Questions to answer:
1. In the swine atorvastatin abstract, how long were the miniswine kept on their assigned diets?
2. Extend the swine atorvastatin abstract, picking up after its final sentence.

Abstract 1859: High Dose Atorvastatin Induces Myocardial Hypertrophy In Swine: Role Of Adiponectin And Akt
Background: The adipokine, adiponectin, as well as its downstream mediator, Akt, have been implicated in myocardial hypertrophy and are also affected in-vitro by statin therapy. In a large animal model, we examined the effects of high dose atorvastatin on myocardial hypertrophy, at the morphological and molecular level, and on adiponectin and Akt signaling.
Methods: Yucatan miniswine (7 week old) were fed either a normal diet, with (ND-ATR, n = 8) or without (ND, n = 8) atorvastatin (1.5 mg/kg/day) or a hypercholesterolemic diet, with (HC-ATR, n = 6) or without (HC, n = 6) atorvastatin (3 mg/kg/day) for 20 weeks. All animals underwent circumflex ameroid placement to induce myocardial ischemia. Gross morphologic, histologic, and molecular studies were performed 7 weeks later.

Supplied information:
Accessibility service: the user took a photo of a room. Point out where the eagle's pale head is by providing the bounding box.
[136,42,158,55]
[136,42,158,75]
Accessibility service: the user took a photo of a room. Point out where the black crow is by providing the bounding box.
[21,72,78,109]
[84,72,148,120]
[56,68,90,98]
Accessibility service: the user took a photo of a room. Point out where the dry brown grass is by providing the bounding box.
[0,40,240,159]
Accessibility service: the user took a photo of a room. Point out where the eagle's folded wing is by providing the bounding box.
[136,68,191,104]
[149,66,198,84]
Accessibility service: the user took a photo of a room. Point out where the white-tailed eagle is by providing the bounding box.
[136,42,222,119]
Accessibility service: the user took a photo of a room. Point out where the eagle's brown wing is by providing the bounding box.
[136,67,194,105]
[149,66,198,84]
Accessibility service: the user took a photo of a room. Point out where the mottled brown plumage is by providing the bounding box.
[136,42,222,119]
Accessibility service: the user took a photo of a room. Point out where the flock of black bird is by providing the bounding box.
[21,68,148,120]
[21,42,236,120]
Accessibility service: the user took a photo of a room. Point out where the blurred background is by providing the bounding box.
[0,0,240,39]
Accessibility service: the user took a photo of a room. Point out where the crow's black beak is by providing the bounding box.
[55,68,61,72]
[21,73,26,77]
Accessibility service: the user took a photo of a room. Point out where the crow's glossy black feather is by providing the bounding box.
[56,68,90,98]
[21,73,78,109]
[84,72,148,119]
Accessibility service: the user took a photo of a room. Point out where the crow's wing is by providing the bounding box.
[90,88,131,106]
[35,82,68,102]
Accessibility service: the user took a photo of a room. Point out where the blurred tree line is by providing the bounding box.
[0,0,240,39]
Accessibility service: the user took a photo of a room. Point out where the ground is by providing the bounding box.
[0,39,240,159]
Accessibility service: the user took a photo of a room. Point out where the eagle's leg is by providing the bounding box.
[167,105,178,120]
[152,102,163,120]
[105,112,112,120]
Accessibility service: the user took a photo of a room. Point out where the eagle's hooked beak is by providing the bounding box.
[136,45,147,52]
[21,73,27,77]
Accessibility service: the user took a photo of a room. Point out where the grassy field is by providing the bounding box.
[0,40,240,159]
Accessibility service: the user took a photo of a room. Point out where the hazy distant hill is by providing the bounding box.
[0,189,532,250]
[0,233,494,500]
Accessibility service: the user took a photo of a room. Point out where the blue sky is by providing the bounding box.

Per-task outputs:
1. 20 weeks.

2.
Results: Atorvastatin reduced serum cholesterol levels in HC animals (14.2 ± 1.8 vs. 20.1 ± 1.8 mmol/L, p < 0.05) and was associated with variable degrees of myocardial hypertrophy (Fig 1A⇓). Molecular markers of myocardial hypertrophy, including total actin, α-skeletal actin, fetal cardiac actin, and brain natriuretic peptide, were significantly elevated in ND-ATR and HC-ATR animals (all p < 0.01, Fig 1B⇓). Akt phosphorylation was profoundly increased (3.4 fold in ND-ATR, 4.3 fold in HC-ATR; p < 0.01). and adiponectin receptor, AdipoR2, expression was significantly reduced with atorvastatin treatment (− 21%, p = 0.03).
Conclusions: In Yucatan miniswine, high dose atorvastatin treatment was associated with morphlogic and molecular evidence of myocardial hypertrophy. Persistent Akt activation and alterations in adiponectin signaling may be responsible for atorvastatin mediated myocardial hypertrophy.